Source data
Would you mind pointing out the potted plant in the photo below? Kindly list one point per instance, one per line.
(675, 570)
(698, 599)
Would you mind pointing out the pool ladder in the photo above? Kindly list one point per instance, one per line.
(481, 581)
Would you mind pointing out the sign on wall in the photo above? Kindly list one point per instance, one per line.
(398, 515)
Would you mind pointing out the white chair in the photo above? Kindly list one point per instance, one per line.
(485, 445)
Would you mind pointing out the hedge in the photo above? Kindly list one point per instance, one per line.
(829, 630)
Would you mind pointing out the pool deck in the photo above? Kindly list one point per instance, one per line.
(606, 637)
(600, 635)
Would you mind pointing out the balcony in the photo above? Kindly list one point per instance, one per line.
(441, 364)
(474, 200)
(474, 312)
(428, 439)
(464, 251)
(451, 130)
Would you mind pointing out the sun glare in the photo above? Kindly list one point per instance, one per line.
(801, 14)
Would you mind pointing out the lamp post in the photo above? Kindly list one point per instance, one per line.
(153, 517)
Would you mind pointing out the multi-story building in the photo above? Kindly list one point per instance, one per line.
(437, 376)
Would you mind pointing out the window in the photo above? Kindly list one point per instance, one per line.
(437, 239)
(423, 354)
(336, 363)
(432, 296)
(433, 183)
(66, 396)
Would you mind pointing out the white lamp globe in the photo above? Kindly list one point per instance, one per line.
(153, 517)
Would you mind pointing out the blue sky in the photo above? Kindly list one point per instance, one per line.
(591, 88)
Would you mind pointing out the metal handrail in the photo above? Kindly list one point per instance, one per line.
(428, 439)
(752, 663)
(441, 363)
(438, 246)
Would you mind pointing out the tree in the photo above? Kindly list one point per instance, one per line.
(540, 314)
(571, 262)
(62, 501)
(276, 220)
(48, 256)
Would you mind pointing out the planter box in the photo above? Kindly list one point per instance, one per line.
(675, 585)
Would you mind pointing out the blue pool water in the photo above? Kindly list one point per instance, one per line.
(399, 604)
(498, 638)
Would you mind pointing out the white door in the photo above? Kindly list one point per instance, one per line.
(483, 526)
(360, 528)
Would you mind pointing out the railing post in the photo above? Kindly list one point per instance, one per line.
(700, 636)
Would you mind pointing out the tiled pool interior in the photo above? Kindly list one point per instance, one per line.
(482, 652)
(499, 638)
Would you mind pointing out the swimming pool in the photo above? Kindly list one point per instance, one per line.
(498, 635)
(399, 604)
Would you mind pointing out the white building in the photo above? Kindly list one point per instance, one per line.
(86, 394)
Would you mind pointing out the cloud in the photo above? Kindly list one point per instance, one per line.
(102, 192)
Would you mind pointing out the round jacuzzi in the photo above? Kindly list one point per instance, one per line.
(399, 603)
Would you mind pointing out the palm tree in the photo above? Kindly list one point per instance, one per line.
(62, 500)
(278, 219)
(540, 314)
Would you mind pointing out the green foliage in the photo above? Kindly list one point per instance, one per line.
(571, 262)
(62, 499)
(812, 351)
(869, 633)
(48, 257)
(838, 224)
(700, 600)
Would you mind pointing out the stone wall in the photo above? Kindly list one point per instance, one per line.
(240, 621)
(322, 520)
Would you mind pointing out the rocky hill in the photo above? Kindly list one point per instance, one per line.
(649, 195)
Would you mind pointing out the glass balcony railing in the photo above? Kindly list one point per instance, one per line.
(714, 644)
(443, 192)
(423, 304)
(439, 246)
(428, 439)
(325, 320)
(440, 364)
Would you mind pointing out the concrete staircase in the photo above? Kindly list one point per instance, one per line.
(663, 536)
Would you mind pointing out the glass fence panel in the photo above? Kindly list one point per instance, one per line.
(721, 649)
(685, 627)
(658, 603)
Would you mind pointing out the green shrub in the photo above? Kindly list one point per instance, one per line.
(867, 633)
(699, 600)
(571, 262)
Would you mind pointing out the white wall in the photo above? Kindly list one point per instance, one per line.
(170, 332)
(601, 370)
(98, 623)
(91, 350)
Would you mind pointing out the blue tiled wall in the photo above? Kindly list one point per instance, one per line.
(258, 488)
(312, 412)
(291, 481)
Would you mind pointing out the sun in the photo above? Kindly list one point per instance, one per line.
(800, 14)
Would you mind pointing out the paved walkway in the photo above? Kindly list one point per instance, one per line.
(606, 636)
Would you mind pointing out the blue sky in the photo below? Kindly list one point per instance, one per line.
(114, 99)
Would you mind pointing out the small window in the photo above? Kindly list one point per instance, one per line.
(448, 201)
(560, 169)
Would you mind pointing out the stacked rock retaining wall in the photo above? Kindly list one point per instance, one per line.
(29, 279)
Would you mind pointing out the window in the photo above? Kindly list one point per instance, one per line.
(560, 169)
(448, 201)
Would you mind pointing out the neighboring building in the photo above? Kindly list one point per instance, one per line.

__Aim of the exercise__: Your task is to quote all of the data word for word.

__Output of the exercise__:
Would you mind pointing out the potted plant in the photo below? Kindly list one point per instance, one per line.
(675, 570)
(698, 599)
Would you mind pointing out the pool ladder in the photo above? Kindly list one point per instance, one per line.
(481, 581)
Would you mind pointing out the sign on wall in the photo above? Kindly list one point per instance, one per line.
(398, 515)
Would you mind pointing out the white chair in the photo above? Kindly list one point per instance, one per line.
(485, 445)
Would you mind pointing out the hedge in the photo above? Kindly list one point per instance, one per line.
(829, 630)
Would you mind pointing out the pool deck in the photo above? Kindly list one point per instance, one per line.
(606, 637)
(600, 635)
Would you mind pointing out the balcony in the photo above? Kindly list one point per instance, one per line.
(441, 364)
(474, 200)
(474, 312)
(428, 439)
(464, 251)
(451, 130)
Would you mind pointing out the sun glare in the photo above? Kindly list one point per instance, one per line.
(801, 14)
Would you mind pointing out the lamp post in the photo above? Kindly list one point per instance, one per line.
(153, 517)
Would you mind pointing out the multi-story building in the photo above? Kindly list one point per instance, one per line.
(437, 376)
Would you mind pointing out the window in the photo above? Kindly list one point per instance, one per line.
(437, 239)
(423, 354)
(336, 363)
(432, 296)
(433, 183)
(66, 396)
Would you mind pointing out the white lamp globe in the photo above? Kindly list one point per instance, one per line.
(153, 517)
Would you mind pointing out the blue sky in the photo above? Kindly list one point per instance, one per line.
(591, 88)
Would you mind pointing out the metal handrail in the photo above? Kindly list one point per instance, one per line.
(428, 439)
(752, 663)
(441, 363)
(438, 246)
Would you mind pointing out the tree in the photo above? Kindly list one point per instance, one per line.
(540, 314)
(571, 262)
(62, 501)
(276, 220)
(48, 256)
Would you mind pointing out the planter box in the photo above? Kindly list one point per instance, one per line.
(675, 585)
Would you mind pointing out the blue pool water in the photo above? Kindly list one point per instance, one per line.
(399, 604)
(498, 638)
Would you mind pointing out the white door in the photo above? Kindly list one point per instance, one per line.
(483, 526)
(360, 528)
Would you mind pointing out the railing post in the photo above? Kindly list one point per instance, one per line.
(700, 636)
Would you mind pointing out the tiled pool interior in the photo above? Kindly list one point per instance, one per line.
(482, 652)
(499, 638)
Would you mind pointing out the swimming pool in the photo above? Kindly list one point per instance, one per line.
(498, 635)
(399, 604)
Would you mind pointing out the white building in the photo above? Kindly list one point per instance, one per line.
(86, 394)
Would you mind pointing out the cloud in the photo above? Kindly list one point per instance, one per line.
(102, 192)
Would you mind pointing out the round jacuzzi in the photo above? Kindly list one point per instance, one per line.
(399, 603)
Would you mind pointing out the palm tree in the photo above? Kindly list one point per instance, one per line.
(62, 500)
(278, 219)
(540, 314)
Would you mind pointing out the green foliage in the photo above? Kindly list one point per instance, one per line.
(571, 262)
(62, 499)
(812, 351)
(869, 633)
(48, 257)
(838, 224)
(700, 600)
Would you mind pointing out the stone wall in the photo above? Kindly list one point per instance, one per line.
(240, 621)
(322, 520)
Would you mind pointing out the rocky hill in the photo above? Kindly list one point per instance, one per line.
(649, 195)
Would you mind pointing out the glass balcony railing in the photo above? Kindly list one point per instance, one per line.
(714, 644)
(443, 192)
(423, 304)
(439, 246)
(428, 439)
(325, 320)
(440, 364)
Would you mind pointing out the concrete staircase in the photo above? Kindly list one point per instance, one per line.
(663, 536)
Would you mind pointing out the glass fence panel in the photo above? Kindly list one point per instance, one per line.
(721, 649)
(685, 627)
(658, 603)
Would you mind pointing out the green shrub in the photo above? Kindly list one point per instance, one per line.
(867, 633)
(699, 600)
(571, 262)
Would you mind pointing out the white wall in the photo above? Kindly list one point per instance, one per line.
(170, 332)
(601, 370)
(98, 623)
(91, 350)
Would you mind pointing out the blue tiled wall in the photo above? Kindly list one point per instance, one per line.
(258, 488)
(312, 412)
(291, 481)
Would you mind pointing out the sun in the photo above? Kindly list one point per instance, one per line.
(800, 14)
Would you mind pointing out the paved walkway in the photo above? Kindly list one point per instance, one per line.
(606, 636)
Would you mind pointing out the blue sky in the photo below? Kindly list one point per instance, one per line.
(114, 99)
Would you mind pointing out the small window in the photo above? Kindly list one point per instance, one per line.
(448, 201)
(560, 169)
Would you mind pointing out the stacked rock retaining wall in the photo above? Kindly list one point per instance, one per line.
(29, 279)
Would you mind pointing out the window in the photo above? Kindly list one point per instance, one per line.
(560, 169)
(448, 201)
Would you mind pointing out the neighboring building in the photo above? Kindly list one point per instance, one per line.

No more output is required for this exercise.